WORK TASK: Set down, exactly as they appear, the line containing "hey so can you find the groom in" and all subsequent lines through the end of the material below.

DATA SUPPLIED:
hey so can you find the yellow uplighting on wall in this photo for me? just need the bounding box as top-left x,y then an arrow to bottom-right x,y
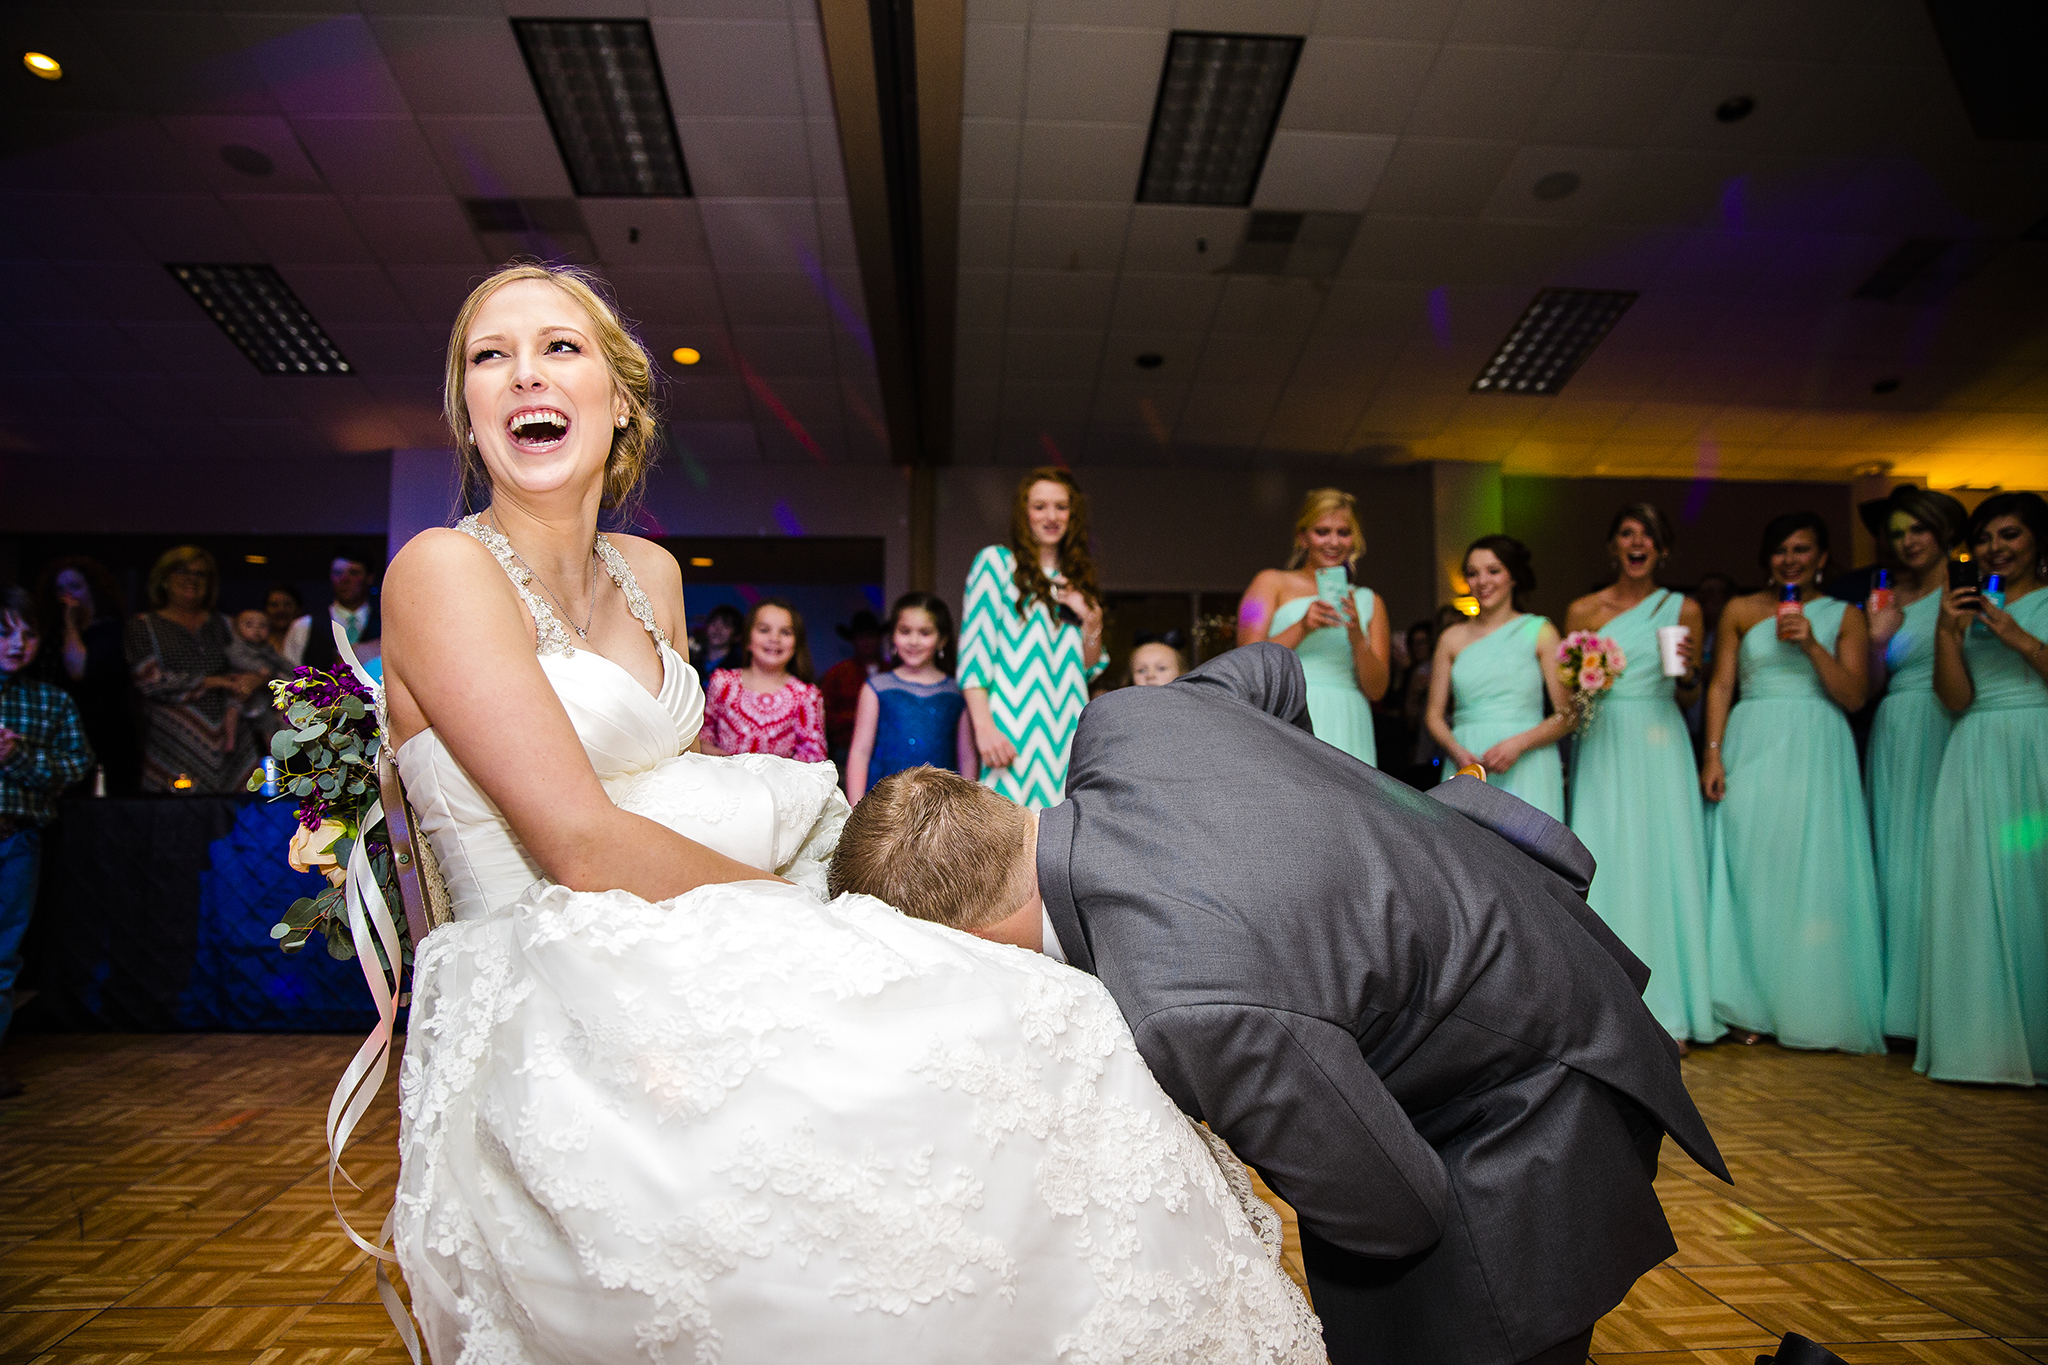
671,347 -> 701,365
23,52 -> 62,80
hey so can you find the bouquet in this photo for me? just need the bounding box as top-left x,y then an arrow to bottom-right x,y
1556,630 -> 1626,730
247,665 -> 406,968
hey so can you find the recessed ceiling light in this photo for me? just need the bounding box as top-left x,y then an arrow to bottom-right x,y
1471,288 -> 1636,396
166,264 -> 354,376
1715,95 -> 1755,123
1872,378 -> 1901,395
1532,171 -> 1580,201
1137,31 -> 1303,206
689,557 -> 713,568
244,554 -> 269,564
220,144 -> 273,177
671,347 -> 701,365
514,20 -> 691,198
22,52 -> 61,80
1135,353 -> 1164,369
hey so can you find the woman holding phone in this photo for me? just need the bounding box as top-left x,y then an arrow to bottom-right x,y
1859,486 -> 1967,1039
1237,488 -> 1390,766
1425,535 -> 1571,819
1918,491 -> 2048,1085
1564,504 -> 1717,1048
1701,513 -> 1884,1053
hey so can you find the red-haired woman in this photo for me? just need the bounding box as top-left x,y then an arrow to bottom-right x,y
958,467 -> 1106,809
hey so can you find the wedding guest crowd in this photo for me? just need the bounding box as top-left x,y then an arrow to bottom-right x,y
124,546 -> 262,794
35,557 -> 140,794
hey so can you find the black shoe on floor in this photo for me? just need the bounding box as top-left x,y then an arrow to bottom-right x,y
0,1076 -> 23,1100
1756,1333 -> 1847,1365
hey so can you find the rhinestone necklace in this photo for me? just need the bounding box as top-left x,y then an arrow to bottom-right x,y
491,513 -> 600,639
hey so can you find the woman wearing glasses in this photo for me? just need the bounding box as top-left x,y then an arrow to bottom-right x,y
122,546 -> 262,793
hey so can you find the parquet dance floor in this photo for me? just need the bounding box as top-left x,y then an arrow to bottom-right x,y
0,1034 -> 2040,1363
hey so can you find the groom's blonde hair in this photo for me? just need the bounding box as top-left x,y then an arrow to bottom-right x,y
829,768 -> 1034,931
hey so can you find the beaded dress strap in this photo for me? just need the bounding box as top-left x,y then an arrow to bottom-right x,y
593,535 -> 671,651
455,514 -> 670,657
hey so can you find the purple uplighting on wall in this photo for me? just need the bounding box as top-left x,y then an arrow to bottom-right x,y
1719,177 -> 1746,232
772,499 -> 805,536
1683,436 -> 1720,524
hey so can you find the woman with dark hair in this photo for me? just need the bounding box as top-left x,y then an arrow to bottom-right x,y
35,555 -> 141,793
1702,512 -> 1883,1053
1918,491 -> 2048,1085
701,598 -> 825,761
1236,487 -> 1391,765
1564,505 -> 1717,1047
694,602 -> 746,683
957,466 -> 1106,809
1859,486 -> 1967,1038
121,546 -> 262,793
263,582 -> 310,665
1424,535 -> 1572,819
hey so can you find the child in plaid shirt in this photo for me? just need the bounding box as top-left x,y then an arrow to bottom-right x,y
0,586 -> 93,1097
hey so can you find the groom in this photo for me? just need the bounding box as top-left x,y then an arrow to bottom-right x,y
830,643 -> 1728,1365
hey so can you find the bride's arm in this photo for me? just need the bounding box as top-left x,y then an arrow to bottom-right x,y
383,529 -> 779,896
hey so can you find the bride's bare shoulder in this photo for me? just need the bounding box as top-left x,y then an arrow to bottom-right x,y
384,527 -> 506,604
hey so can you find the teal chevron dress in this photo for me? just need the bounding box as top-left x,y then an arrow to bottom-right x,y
1864,590 -> 1952,1038
1270,586 -> 1378,766
1443,613 -> 1564,820
1916,588 -> 2048,1085
1568,591 -> 1718,1043
1706,597 -> 1885,1053
958,544 -> 1107,810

SOLUTION FOR THIS TASK:
hey so can you find the groom in this photo for me? just need the bounding box as top-left x,y then an arrow to bottom-right x,y
830,643 -> 1728,1365
hey so can you find the bride's arm in this photo for me? just need the bounding box as top-left x,y then an arrow to bottom-right x,y
383,529 -> 779,896
hey so can you find the bride's bare shoulder in this photo for me? just need the bounding box as top-left x,y then an arrow to bottom-right x,y
384,527 -> 506,604
hey so can you find the teal chevron dress in this photo for me? just need the bounding box as top-left x,y then an arrow to bottom-right x,y
1864,590 -> 1952,1038
1270,586 -> 1378,766
1443,613 -> 1564,820
1916,588 -> 2048,1085
1568,591 -> 1718,1043
1706,597 -> 1885,1053
958,544 -> 1107,810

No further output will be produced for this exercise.